ACTION ITEM:
Copy, from the material below, each line that contains the word "pencil".

RECORD EXCERPTS:
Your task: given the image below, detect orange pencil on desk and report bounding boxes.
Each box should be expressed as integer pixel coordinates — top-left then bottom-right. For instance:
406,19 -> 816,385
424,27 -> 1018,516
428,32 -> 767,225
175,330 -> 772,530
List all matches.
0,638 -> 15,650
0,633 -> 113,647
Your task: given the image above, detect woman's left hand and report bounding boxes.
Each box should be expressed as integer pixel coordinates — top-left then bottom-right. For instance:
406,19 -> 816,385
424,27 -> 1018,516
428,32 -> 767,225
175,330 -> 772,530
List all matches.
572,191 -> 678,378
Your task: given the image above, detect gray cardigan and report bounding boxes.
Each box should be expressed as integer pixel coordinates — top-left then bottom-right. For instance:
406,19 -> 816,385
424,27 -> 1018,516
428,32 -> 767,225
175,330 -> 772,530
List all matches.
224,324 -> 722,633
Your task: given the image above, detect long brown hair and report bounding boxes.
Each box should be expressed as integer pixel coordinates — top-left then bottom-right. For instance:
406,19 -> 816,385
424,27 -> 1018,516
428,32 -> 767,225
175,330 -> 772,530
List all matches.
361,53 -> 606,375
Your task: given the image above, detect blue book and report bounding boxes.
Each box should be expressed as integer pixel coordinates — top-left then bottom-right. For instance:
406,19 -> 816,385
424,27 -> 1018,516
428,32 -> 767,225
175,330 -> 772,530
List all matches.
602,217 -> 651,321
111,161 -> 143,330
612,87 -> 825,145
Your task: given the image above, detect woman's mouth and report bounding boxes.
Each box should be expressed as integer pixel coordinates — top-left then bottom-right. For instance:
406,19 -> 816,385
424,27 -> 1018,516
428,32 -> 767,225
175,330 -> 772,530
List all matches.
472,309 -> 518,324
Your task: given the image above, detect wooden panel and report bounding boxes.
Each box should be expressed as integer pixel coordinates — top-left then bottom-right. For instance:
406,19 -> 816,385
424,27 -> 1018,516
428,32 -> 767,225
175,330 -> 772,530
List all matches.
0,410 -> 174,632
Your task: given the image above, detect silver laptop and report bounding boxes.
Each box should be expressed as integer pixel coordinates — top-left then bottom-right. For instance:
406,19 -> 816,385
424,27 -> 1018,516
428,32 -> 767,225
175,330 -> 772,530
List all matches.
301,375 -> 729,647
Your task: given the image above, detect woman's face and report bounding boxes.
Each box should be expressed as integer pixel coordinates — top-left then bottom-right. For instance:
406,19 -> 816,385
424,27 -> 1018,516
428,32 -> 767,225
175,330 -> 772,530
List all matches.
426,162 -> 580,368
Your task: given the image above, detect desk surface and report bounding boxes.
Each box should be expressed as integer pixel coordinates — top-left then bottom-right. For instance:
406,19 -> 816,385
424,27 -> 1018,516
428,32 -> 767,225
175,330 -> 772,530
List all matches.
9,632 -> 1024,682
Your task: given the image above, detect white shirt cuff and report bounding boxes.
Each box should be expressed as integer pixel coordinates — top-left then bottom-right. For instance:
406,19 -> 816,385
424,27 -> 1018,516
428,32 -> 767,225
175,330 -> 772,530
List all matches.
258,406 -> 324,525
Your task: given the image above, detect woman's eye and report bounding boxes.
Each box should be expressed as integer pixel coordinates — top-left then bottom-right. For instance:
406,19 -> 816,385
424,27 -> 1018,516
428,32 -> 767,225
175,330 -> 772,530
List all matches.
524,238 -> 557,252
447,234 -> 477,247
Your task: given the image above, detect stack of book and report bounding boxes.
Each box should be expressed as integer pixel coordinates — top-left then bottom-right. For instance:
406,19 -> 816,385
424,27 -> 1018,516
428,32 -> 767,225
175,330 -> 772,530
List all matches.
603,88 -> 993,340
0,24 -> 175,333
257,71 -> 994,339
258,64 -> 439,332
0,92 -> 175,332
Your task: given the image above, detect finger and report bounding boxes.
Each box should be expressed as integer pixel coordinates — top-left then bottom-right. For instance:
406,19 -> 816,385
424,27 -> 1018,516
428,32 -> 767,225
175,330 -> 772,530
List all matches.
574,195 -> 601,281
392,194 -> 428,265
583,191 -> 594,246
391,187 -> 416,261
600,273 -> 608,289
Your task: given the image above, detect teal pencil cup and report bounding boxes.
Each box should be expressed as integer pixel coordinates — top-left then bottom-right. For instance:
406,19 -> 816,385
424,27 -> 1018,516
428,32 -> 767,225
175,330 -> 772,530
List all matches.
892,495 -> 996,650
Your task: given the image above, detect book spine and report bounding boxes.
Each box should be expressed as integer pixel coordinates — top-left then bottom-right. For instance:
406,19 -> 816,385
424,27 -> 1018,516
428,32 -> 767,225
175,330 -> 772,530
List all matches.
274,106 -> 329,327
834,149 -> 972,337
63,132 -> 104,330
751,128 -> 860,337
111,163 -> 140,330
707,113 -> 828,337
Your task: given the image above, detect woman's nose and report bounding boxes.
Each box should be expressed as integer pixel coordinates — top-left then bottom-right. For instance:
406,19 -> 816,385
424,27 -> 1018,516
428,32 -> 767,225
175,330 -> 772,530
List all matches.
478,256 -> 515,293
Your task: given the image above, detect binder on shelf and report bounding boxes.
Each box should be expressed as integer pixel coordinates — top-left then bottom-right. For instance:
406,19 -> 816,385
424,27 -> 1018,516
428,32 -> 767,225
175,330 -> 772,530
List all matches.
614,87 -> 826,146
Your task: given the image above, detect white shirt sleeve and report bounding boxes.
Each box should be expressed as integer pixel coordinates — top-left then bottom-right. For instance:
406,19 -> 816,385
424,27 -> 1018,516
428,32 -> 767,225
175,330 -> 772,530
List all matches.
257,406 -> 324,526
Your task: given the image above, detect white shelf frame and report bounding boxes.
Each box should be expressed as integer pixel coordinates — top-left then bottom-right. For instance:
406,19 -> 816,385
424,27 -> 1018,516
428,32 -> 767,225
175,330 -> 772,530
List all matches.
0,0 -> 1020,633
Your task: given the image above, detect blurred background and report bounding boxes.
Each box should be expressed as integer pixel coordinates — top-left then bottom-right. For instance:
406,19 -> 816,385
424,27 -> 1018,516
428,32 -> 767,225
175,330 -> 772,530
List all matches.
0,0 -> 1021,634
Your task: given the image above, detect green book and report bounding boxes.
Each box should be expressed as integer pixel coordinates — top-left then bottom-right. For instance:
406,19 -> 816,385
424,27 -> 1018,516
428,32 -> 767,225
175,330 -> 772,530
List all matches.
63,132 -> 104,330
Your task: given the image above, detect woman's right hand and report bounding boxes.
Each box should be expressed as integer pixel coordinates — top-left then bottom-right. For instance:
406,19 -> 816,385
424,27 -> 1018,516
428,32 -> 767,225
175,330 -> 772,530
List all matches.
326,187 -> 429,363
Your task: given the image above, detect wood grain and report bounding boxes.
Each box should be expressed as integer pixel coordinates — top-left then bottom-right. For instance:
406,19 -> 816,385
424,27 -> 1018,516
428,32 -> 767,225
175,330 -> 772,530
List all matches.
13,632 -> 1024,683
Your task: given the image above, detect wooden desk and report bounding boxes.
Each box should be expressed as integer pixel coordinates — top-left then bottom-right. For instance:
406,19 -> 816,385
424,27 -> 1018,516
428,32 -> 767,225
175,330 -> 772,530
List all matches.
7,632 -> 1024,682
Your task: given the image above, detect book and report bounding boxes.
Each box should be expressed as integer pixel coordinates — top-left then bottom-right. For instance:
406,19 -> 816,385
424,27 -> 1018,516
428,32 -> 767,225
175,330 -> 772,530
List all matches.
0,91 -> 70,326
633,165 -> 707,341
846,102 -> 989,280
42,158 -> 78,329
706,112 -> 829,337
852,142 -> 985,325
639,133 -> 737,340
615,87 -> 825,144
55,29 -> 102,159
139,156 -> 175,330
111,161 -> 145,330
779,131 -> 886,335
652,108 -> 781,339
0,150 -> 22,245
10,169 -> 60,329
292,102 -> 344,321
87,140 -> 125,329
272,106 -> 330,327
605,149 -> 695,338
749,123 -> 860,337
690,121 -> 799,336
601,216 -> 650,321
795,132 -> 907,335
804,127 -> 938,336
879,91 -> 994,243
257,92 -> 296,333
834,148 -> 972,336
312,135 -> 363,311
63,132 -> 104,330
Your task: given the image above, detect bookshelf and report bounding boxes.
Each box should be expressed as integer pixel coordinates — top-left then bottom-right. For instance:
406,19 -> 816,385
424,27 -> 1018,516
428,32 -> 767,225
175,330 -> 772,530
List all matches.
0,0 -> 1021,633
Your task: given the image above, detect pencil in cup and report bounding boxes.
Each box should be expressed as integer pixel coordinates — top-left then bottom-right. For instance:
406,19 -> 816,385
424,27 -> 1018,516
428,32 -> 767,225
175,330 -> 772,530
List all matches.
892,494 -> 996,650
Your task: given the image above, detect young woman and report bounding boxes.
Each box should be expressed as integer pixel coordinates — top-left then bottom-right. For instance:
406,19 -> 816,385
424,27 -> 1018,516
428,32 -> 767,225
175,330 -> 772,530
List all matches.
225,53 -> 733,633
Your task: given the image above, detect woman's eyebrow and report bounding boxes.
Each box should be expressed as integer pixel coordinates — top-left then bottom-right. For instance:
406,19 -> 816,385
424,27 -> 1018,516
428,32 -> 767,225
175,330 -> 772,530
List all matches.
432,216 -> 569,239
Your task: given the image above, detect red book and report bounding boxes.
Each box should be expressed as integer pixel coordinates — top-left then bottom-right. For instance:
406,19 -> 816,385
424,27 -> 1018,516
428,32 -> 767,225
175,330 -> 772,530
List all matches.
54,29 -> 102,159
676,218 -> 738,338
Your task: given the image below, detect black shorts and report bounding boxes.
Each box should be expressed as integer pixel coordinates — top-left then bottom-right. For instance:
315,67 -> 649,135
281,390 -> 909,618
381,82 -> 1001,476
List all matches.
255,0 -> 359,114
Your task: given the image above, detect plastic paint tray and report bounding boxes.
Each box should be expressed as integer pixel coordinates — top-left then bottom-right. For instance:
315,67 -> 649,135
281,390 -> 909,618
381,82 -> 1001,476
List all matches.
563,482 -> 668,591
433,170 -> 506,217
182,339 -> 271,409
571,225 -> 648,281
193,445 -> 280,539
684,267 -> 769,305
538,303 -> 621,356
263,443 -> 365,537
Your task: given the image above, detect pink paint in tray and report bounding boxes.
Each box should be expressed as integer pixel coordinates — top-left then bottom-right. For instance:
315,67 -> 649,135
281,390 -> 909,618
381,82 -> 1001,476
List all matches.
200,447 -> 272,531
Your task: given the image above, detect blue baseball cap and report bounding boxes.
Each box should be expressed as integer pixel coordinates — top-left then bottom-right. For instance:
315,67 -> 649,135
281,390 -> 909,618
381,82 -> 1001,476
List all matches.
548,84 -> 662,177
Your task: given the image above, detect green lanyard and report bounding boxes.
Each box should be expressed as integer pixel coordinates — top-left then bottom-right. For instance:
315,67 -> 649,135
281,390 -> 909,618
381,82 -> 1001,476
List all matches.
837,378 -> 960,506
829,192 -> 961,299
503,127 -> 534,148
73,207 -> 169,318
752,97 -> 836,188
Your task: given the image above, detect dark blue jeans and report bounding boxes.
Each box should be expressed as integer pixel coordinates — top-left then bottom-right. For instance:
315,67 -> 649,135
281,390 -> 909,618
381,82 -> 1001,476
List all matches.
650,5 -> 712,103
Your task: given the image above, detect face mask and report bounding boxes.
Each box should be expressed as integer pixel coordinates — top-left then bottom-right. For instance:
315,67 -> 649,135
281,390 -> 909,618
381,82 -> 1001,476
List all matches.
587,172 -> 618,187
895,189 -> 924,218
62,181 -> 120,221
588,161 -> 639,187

ANSWER BOX:
Your task: given the image below, detect orange pencil on desk and report bounding boxes.
Your task: given the image above, detect teal pencil cup and report bounding boxes.
Your task: given the image above, detect pencil in cup and report bounding boxes.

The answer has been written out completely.